Image point grounding data -

Start of Block

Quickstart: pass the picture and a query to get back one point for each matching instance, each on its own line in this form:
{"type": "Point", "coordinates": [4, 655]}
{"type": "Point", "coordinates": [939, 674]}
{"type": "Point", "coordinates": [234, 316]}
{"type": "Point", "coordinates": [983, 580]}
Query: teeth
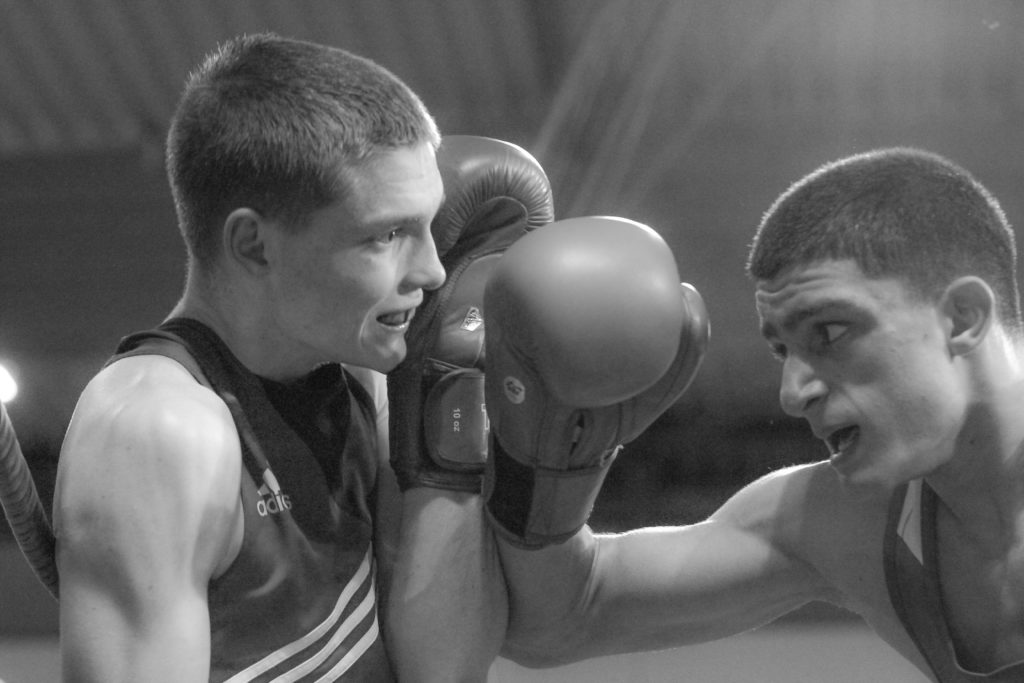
{"type": "Point", "coordinates": [842, 438]}
{"type": "Point", "coordinates": [395, 318]}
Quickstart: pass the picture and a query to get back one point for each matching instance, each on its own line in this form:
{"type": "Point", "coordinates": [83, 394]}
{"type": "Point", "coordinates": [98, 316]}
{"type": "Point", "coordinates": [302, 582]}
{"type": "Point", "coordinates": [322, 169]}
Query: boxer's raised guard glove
{"type": "Point", "coordinates": [591, 337]}
{"type": "Point", "coordinates": [496, 193]}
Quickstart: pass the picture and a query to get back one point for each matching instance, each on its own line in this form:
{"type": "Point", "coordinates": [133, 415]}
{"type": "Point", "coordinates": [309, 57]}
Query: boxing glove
{"type": "Point", "coordinates": [496, 193]}
{"type": "Point", "coordinates": [590, 338]}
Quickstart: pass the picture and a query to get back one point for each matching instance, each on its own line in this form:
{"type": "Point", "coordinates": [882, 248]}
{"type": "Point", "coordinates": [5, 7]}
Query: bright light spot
{"type": "Point", "coordinates": [8, 387]}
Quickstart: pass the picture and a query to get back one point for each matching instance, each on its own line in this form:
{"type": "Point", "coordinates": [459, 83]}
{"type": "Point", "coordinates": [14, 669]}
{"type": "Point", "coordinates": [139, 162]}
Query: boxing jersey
{"type": "Point", "coordinates": [299, 601]}
{"type": "Point", "coordinates": [914, 587]}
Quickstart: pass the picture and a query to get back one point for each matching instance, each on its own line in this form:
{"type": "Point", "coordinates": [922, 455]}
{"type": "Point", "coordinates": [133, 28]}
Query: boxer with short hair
{"type": "Point", "coordinates": [224, 507]}
{"type": "Point", "coordinates": [887, 288]}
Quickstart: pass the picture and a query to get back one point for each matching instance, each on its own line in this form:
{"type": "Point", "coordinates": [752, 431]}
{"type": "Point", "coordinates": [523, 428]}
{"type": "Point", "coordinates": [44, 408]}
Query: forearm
{"type": "Point", "coordinates": [448, 607]}
{"type": "Point", "coordinates": [549, 593]}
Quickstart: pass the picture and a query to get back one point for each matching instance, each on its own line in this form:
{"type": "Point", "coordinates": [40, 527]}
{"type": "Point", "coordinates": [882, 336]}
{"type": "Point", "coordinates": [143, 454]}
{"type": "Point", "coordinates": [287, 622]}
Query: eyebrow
{"type": "Point", "coordinates": [796, 317]}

End of Block

Task prompt -
Send back every line above exactly, skipping all pictures.

Output of the task -
Quickstart: pass the picture and a query to get back one point for each matching instance, each on its own line in this form:
{"type": "Point", "coordinates": [4, 655]}
{"type": "Point", "coordinates": [939, 674]}
{"type": "Point", "coordinates": [234, 316]}
{"type": "Point", "coordinates": [983, 580]}
Query: teeth
{"type": "Point", "coordinates": [842, 438]}
{"type": "Point", "coordinates": [395, 318]}
Quickstart: pass the picture and a query to get back one point for each matching instance, each on its own line in this form:
{"type": "Point", "coordinates": [83, 394]}
{"type": "Point", "coordinates": [98, 316]}
{"type": "Point", "coordinates": [302, 582]}
{"type": "Point", "coordinates": [322, 169]}
Query: boxer's raised guard glove
{"type": "Point", "coordinates": [591, 337]}
{"type": "Point", "coordinates": [496, 193]}
Quickstart: pass the picture and a query to get back one point for each matching instance, each on its own line in this form:
{"type": "Point", "coordinates": [133, 415]}
{"type": "Point", "coordinates": [309, 57]}
Query: boxing glove
{"type": "Point", "coordinates": [496, 193]}
{"type": "Point", "coordinates": [590, 338]}
Quickstart: pass the picture and a query to get back one point for each matching instance, each on its own line in this form:
{"type": "Point", "coordinates": [882, 248]}
{"type": "Point", "coordinates": [5, 7]}
Query: bright light spot
{"type": "Point", "coordinates": [8, 387]}
Quickstart: pass the picture and a query to get back one point for each matching instance, each on its own line in this form:
{"type": "Point", "coordinates": [459, 83]}
{"type": "Point", "coordinates": [14, 669]}
{"type": "Point", "coordinates": [139, 162]}
Query: boxing jersey
{"type": "Point", "coordinates": [299, 601]}
{"type": "Point", "coordinates": [914, 587]}
Quickstart: pass the picture and a query to get back one point for each matching instance, each on its own line in this form:
{"type": "Point", "coordinates": [922, 455]}
{"type": "Point", "coordinates": [133, 28]}
Query: boxer with short hair
{"type": "Point", "coordinates": [224, 507]}
{"type": "Point", "coordinates": [887, 288]}
Quickstart: pass the picture and a query to get back one point for each matching instance, each on its own line in this form:
{"type": "Point", "coordinates": [752, 431]}
{"type": "Point", "coordinates": [523, 428]}
{"type": "Point", "coordinates": [44, 408]}
Query: forearm
{"type": "Point", "coordinates": [448, 607]}
{"type": "Point", "coordinates": [549, 593]}
Quickstart: pass the picture and a query to get back one point for each matching instance, each on its own line in this form:
{"type": "Point", "coordinates": [40, 527]}
{"type": "Point", "coordinates": [882, 336]}
{"type": "Point", "coordinates": [143, 454]}
{"type": "Point", "coordinates": [287, 622]}
Query: eyebrow
{"type": "Point", "coordinates": [796, 317]}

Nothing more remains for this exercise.